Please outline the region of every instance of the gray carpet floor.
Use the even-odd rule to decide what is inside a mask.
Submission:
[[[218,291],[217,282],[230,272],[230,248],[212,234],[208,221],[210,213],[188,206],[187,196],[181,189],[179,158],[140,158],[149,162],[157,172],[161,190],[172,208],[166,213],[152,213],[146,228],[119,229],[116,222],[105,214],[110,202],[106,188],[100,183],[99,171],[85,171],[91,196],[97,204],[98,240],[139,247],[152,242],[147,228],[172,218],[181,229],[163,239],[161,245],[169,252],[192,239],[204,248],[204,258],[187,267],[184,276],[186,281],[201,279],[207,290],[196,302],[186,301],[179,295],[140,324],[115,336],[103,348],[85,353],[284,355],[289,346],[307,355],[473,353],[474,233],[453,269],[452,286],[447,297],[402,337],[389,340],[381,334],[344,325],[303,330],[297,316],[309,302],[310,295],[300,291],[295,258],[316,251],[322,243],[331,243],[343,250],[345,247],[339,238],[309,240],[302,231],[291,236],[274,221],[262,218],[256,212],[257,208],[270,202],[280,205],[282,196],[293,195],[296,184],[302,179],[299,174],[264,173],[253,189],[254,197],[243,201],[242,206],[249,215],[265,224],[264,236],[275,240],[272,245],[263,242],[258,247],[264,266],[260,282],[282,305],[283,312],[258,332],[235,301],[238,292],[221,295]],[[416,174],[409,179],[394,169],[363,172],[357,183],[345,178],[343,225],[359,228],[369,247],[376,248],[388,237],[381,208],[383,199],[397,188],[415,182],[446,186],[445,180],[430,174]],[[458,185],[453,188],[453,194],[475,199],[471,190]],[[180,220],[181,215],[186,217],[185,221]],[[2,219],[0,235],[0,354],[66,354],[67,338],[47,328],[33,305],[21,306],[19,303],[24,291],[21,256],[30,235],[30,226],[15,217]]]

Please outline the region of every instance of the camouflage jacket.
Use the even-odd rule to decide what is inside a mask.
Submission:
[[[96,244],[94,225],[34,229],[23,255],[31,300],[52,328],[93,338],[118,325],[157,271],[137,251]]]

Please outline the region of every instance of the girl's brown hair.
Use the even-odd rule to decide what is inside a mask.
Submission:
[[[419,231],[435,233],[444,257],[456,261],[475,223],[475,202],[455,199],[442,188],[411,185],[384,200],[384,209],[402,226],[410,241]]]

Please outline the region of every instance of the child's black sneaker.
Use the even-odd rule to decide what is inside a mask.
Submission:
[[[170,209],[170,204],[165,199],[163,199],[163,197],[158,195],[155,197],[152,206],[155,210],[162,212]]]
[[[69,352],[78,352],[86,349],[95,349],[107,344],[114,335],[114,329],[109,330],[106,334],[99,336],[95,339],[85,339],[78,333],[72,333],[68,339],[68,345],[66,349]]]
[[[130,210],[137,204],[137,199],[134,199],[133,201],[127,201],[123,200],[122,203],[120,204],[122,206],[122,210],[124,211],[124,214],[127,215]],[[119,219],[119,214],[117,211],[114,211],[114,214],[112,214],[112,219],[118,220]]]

-*-*-

• _What is required_: Restate the records above exactly.

• _The completed task_:
Please outline the region of every instance of the gray carpet floor.
Use the even-odd rule to decide what is inside a mask.
Submission:
[[[218,291],[217,282],[230,272],[230,248],[212,234],[208,221],[210,213],[188,206],[187,196],[181,189],[179,158],[140,158],[149,162],[157,172],[161,190],[172,208],[166,213],[152,213],[146,228],[119,229],[116,222],[105,214],[110,202],[106,188],[100,183],[99,171],[85,171],[91,196],[97,204],[98,240],[139,247],[152,242],[147,228],[172,218],[181,229],[163,239],[161,245],[169,252],[192,239],[204,248],[204,258],[187,267],[184,276],[186,281],[201,279],[207,290],[196,302],[186,301],[179,295],[140,324],[115,336],[103,348],[85,353],[284,355],[289,346],[307,355],[473,353],[474,233],[453,269],[452,286],[447,297],[402,337],[389,340],[381,334],[344,325],[303,330],[297,316],[309,302],[310,295],[300,291],[295,258],[316,251],[322,243],[331,243],[343,250],[345,247],[339,238],[309,240],[302,231],[291,236],[274,221],[262,218],[256,212],[257,208],[270,202],[280,205],[282,196],[293,195],[296,184],[302,179],[299,174],[264,173],[253,189],[254,197],[243,201],[242,206],[249,215],[265,224],[264,236],[275,240],[272,245],[263,242],[258,247],[264,266],[260,282],[282,305],[283,312],[258,332],[235,301],[238,292],[221,295]],[[416,174],[409,179],[394,169],[363,172],[357,183],[345,178],[343,225],[359,228],[369,247],[376,248],[388,237],[381,208],[383,199],[397,188],[415,182],[446,186],[445,180],[430,174]],[[458,185],[453,188],[453,194],[475,199],[471,190]],[[180,220],[181,215],[186,217],[185,221]],[[2,219],[0,235],[0,354],[66,354],[67,338],[47,328],[33,305],[21,306],[19,303],[24,291],[21,256],[30,235],[30,226],[15,217]]]

Please outline the region of every instance of the camouflage jacket.
Use the even-odd rule to decide what is inside a mask.
Submission:
[[[96,244],[94,225],[34,229],[23,255],[31,300],[52,328],[93,338],[118,325],[157,271],[137,251]]]

Please outline the region of every instance of the girl's brown hair.
Use the even-odd rule to decide what is inside a mask.
Submission:
[[[419,231],[435,233],[444,257],[456,261],[475,223],[475,202],[455,199],[442,188],[411,185],[384,200],[384,209],[402,226],[410,241]]]

Please outline the region of every instance of the child's black sneaker.
Use the even-odd rule to decide what is inside a mask.
Submission:
[[[170,209],[170,204],[165,199],[163,199],[163,197],[158,195],[155,197],[152,206],[155,210],[162,212]]]
[[[69,352],[78,352],[86,349],[95,349],[107,344],[114,335],[114,329],[109,330],[106,334],[99,336],[95,339],[85,339],[78,333],[72,333],[68,339],[68,345],[66,349]]]
[[[130,210],[137,204],[137,199],[134,199],[133,201],[127,201],[123,200],[122,203],[120,204],[122,206],[122,210],[124,211],[124,214],[127,215]],[[119,219],[119,214],[117,211],[114,211],[114,214],[112,214],[112,219],[118,220]]]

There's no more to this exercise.